#### Tarefa curta A
Copie, do texto sobre estruturas organizacionais, o trecho que começa com as palavras que contêm "Reorganizando organizações: Como" e termina em "melhores que outras.".

Reorganizando organizações: Como fomentar inovação, colaboração e adaptabilidade?

*por Herman Bessler

Quando se trata de impulsionar a inovação, a colaboração, a adaptabilidade e o intraempreendedorismo, algumas estruturas organizacionais são simplesmente melhores que outras.

A estrutura taylorista de comando e controle, baseada na divisão em departamentos e hierarquias rígidas, entregou a previsibilidade e eficiência de escala que levaram à economia industrial, atuando como motor do crescimento durante mais de 100 anos. A sociedade do século XX foi forjada no chão de fábrica, em uma linha de produção. Incapaz de produzir comportamentos imprevisíveis (e portanto inovação), esse paradigma de gestão se tornou um risco competitivo e uma fonte de perda de talentos insustentável. A sociedade do século XXI está sendo forjada na nuvem. Nos últimos 20 anos, centenas de organizações pioneiras vêm experimentando novas soluções de design organizacional e colhendo os frutos de forma desproporcional. Elas estão se tornando cada vez mais fortes sob pressão, e resilientes.

#### Dados extraídos

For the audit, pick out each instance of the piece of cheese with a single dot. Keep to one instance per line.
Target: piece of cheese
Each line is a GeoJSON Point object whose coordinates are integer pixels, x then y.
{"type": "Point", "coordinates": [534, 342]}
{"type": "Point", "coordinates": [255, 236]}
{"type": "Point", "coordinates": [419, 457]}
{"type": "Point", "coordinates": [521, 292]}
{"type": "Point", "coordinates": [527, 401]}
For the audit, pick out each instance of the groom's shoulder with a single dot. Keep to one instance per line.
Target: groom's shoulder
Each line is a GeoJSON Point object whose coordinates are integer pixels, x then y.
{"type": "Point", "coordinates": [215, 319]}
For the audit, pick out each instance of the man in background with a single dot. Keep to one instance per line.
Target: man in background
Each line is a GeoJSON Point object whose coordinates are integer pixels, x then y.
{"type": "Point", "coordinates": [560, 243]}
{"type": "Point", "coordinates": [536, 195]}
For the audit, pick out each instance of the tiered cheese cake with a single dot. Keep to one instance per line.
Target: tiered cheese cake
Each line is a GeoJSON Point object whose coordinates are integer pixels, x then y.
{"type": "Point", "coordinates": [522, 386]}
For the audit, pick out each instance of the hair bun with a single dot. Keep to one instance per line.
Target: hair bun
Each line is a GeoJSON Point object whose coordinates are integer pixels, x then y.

#### Tarefa curta B
Transforme em uma tabela Markdown as linhas das entradas que vão da linha que contém "For the audit, pick out each instance of the hair" até o fim das entradas, ambas as pontas incluídas. Use as colunas "Nº", com o número de cada linha na tabela, e "Linha", deixando de fora as linhas em branco.

#### Resposta da tarefa A
Reorganizando organizações: Como fomentar inovação, colaboração e adaptabilidade?

*por Herman Bessler

Quando se trata de impulsionar a inovação, a colaboração, a adaptabilidade e o intraempreendedorismo, algumas estruturas organizacionais são simplesmente melhores que outras.

#### Resposta da tarefa B
| Nº | Linha |
|---|---|
| 1 | For the audit, pick out each instance of the hair bun with a single dot. Keep to one instance per line. |
| 2 | Target: hair bun |
| 3 | Each line is a GeoJSON Point object whose coordinates are integer pixels, x then y. |